_Exercise aim_:
Render every line of the material below as a Markdown table with the columns Row and Line, numbering each row and leaving out blank lines.

_Records supplied_:
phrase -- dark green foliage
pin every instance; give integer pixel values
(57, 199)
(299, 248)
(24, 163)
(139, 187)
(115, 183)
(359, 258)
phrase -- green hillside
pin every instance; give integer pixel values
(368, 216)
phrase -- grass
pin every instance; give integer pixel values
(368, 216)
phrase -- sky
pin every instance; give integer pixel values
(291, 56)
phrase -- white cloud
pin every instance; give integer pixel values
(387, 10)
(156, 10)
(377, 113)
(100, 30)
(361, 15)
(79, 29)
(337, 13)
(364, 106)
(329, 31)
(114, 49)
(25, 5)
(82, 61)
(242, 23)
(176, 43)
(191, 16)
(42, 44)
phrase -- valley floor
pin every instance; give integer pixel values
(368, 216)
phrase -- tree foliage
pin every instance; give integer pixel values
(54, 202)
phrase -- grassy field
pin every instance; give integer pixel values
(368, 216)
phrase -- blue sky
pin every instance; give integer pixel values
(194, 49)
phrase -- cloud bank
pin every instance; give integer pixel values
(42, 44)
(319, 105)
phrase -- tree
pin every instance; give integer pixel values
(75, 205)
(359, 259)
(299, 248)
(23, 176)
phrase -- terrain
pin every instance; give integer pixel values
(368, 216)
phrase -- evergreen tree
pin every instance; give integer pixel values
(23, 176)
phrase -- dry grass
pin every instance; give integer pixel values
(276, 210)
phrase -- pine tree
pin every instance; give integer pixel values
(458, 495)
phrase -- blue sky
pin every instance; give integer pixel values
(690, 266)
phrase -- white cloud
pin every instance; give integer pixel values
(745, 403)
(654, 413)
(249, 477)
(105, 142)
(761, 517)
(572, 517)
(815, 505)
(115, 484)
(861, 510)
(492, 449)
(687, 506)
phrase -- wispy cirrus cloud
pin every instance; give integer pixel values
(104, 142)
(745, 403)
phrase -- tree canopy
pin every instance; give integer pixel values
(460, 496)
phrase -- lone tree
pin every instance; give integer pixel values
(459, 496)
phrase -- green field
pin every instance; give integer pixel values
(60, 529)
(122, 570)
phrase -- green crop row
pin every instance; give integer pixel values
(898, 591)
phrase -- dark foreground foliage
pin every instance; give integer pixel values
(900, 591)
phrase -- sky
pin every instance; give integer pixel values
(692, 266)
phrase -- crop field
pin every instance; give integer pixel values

_Result of the exercise_:
| Row | Line |
|---|---|
| 1 | phrase -- dark green foliage |
| 2 | pin every instance; give integer pixel values |
| 3 | (57, 199) |
| 4 | (299, 248) |
| 5 | (24, 163) |
| 6 | (139, 187) |
| 7 | (115, 183) |
| 8 | (359, 258) |
| 9 | phrase -- green hillside |
| 10 | pin every instance; give integer pixel values |
| 11 | (368, 216) |
| 12 | phrase -- grass |
| 13 | pin every instance; give integer pixel values |
| 14 | (368, 216) |
| 15 | phrase -- sky |
| 16 | pin every instance; give integer pixel values |
| 17 | (291, 56) |
| 18 | phrase -- white cloud |
| 19 | pin every instance; give integer pixel values |
| 20 | (387, 10) |
| 21 | (156, 10) |
| 22 | (377, 113) |
| 23 | (100, 30) |
| 24 | (361, 15) |
| 25 | (79, 29) |
| 26 | (337, 13) |
| 27 | (364, 106) |
| 28 | (329, 31) |
| 29 | (114, 49) |
| 30 | (25, 5) |
| 31 | (82, 61) |
| 32 | (242, 23) |
| 33 | (176, 43) |
| 34 | (191, 16) |
| 35 | (42, 44) |
| 36 | phrase -- valley floor |
| 37 | pin every instance; give integer pixel values |
| 38 | (368, 216) |
| 39 | phrase -- tree foliage |
| 40 | pin every instance; give integer pixel values |
| 41 | (54, 202) |
| 42 | phrase -- grassy field |
| 43 | pin every instance; give integer pixel values |
| 44 | (368, 216) |
| 45 | phrase -- blue sky |
| 46 | pin every instance; give integer pixel values |
| 47 | (194, 49) |
| 48 | phrase -- cloud bank |
| 49 | pin every instance; give integer pixel values |
| 50 | (42, 44) |
| 51 | (319, 105) |
| 52 | phrase -- tree |
| 53 | pin every instance; give integer pixel values |
| 54 | (75, 205) |
| 55 | (359, 259) |
| 56 | (299, 248) |
| 57 | (23, 176) |
| 58 | phrase -- terrain |
| 59 | pin every instance; give integer pixel values |
| 60 | (368, 216) |
| 61 | phrase -- evergreen tree |
| 62 | pin every instance; give integer pixel values |
| 63 | (23, 176) |
| 64 | phrase -- dry grass |
| 65 | pin every instance; give integer pixel values |
| 66 | (276, 210) |
| 67 | phrase -- pine tree |
| 68 | pin every instance; give integer pixel values |
| 69 | (458, 495) |
| 70 | phrase -- blue sky |
| 71 | pin every instance; give integer pixel values |
| 72 | (690, 266) |
| 73 | phrase -- white cloud |
| 74 | pin every instance; give integer pixel values |
| 75 | (745, 403) |
| 76 | (654, 413) |
| 77 | (249, 477) |
| 78 | (105, 142) |
| 79 | (761, 517) |
| 80 | (572, 517) |
| 81 | (815, 505) |
| 82 | (115, 484) |
| 83 | (861, 510) |
| 84 | (492, 449) |
| 85 | (687, 506) |
| 86 | phrase -- wispy cirrus cloud |
| 87 | pin every instance; give integer pixel values |
| 88 | (104, 142) |
| 89 | (745, 403) |
| 90 | phrase -- tree canopy |
| 91 | pin every instance; give integer pixel values |
| 92 | (460, 496) |
| 93 | phrase -- lone tree |
| 94 | pin every instance; give integer pixel values |
| 95 | (459, 496) |
| 96 | phrase -- green field |
| 97 | pin every instance; give integer pixel values |
| 98 | (60, 529) |
| 99 | (122, 570) |
| 100 | phrase -- green crop row |
| 101 | pin every instance; give integer pixel values |
| 102 | (898, 591) |
| 103 | phrase -- dark foreground foliage |
| 104 | pin every instance; give integer pixel values |
| 105 | (900, 591) |
| 106 | phrase -- sky |
| 107 | pin every instance; give integer pixel values |
| 108 | (692, 266) |
| 109 | phrase -- crop field |
| 110 | pin every instance; give integer pixel values |